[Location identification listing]
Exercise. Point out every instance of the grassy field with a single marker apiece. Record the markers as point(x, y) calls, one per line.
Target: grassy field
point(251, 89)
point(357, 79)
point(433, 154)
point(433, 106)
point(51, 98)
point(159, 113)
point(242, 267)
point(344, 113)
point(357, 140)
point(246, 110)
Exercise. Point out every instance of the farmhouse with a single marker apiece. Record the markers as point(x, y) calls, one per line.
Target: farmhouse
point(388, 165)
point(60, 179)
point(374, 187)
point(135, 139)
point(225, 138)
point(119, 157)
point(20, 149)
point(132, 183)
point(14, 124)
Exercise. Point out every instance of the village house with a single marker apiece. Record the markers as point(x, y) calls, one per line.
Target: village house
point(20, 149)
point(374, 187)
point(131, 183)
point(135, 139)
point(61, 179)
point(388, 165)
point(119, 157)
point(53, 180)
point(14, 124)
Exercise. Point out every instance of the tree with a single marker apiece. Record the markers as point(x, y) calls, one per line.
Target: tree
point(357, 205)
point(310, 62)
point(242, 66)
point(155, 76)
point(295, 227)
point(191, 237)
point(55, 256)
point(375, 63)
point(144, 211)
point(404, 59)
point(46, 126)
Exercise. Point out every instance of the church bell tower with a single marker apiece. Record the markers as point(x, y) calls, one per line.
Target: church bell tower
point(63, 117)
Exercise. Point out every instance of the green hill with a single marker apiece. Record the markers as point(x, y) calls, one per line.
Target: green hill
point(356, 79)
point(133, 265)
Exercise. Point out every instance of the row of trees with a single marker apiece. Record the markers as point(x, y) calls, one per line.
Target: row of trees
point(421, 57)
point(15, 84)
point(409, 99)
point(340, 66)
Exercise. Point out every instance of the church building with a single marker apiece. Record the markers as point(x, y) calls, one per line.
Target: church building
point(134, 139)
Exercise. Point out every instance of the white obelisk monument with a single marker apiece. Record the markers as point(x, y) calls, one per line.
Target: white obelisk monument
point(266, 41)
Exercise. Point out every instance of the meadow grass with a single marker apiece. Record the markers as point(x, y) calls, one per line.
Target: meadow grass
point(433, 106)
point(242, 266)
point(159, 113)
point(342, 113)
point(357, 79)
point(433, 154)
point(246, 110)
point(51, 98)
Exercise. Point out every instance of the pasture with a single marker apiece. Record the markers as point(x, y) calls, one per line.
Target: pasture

## What to work on
Turn everything from the first line of the listing above down to the line containing "point(46, 126)", with both of those lines included, into a numbered list. Drop any blank lines and leave out everything after that line.

## Response to this task
1. Exercise. Point out every instance of the grassy field with a single marker apiece. Record the markers as point(x, y) calls, one per line.
2. Target: grassy field
3. point(251, 89)
4. point(357, 79)
5. point(433, 154)
6. point(433, 106)
7. point(51, 98)
8. point(159, 113)
9. point(242, 267)
10. point(344, 113)
11. point(357, 140)
12. point(246, 110)
13. Exercise. Point out every instance of the farmhouse with a single marker apiece. Record the markers as point(x, y) calls, one per line.
14. Target: farmhouse
15. point(388, 165)
16. point(60, 179)
17. point(374, 187)
18. point(135, 139)
19. point(225, 138)
20. point(119, 157)
21. point(20, 149)
22. point(132, 183)
23. point(14, 124)
24. Exercise. Point out every instance of the village house with a single marker apiece. Record the markers as point(x, y) calls, one per line.
25. Target: village house
26. point(20, 149)
27. point(374, 187)
28. point(131, 183)
29. point(135, 139)
30. point(61, 179)
31. point(388, 165)
32. point(119, 157)
33. point(53, 180)
34. point(14, 124)
35. Exercise. Point out every instance of the tree with a single marker apiece. Record the markers as point(x, y) calls, one per line.
36. Target: tree
37. point(357, 205)
38. point(310, 62)
39. point(242, 66)
40. point(155, 76)
41. point(295, 227)
42. point(191, 237)
43. point(55, 256)
44. point(375, 63)
45. point(144, 211)
46. point(404, 59)
47. point(46, 126)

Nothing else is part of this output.